#### Exercise inputs ####

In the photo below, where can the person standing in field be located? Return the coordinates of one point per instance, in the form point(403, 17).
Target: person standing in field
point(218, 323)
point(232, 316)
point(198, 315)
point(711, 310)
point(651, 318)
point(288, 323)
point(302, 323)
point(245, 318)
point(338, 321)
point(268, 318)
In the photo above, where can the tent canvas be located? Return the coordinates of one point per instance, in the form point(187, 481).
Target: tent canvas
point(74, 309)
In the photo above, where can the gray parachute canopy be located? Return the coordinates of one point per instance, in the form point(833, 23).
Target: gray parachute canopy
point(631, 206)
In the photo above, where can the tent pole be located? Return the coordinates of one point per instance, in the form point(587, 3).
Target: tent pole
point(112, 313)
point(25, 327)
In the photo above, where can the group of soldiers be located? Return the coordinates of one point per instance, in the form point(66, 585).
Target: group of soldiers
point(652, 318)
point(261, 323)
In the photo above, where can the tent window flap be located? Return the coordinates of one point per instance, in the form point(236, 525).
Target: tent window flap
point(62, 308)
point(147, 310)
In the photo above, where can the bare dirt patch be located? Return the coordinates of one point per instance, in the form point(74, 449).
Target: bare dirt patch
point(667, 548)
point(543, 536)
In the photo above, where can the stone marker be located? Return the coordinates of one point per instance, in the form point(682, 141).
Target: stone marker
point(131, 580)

####
#### Exercise inputs ####

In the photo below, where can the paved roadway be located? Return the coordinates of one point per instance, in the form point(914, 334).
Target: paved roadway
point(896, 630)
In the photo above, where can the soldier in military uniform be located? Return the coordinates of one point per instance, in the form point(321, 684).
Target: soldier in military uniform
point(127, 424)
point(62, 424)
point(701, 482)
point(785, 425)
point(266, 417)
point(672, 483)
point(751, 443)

####

— Request —
Pick out and copy each line in the entries above that contains the word "stone".

— Answer below —
In the photo above, where can the stone marker be located? Return the coordinates of one point per instance, in the form point(682, 141).
Target: stone marker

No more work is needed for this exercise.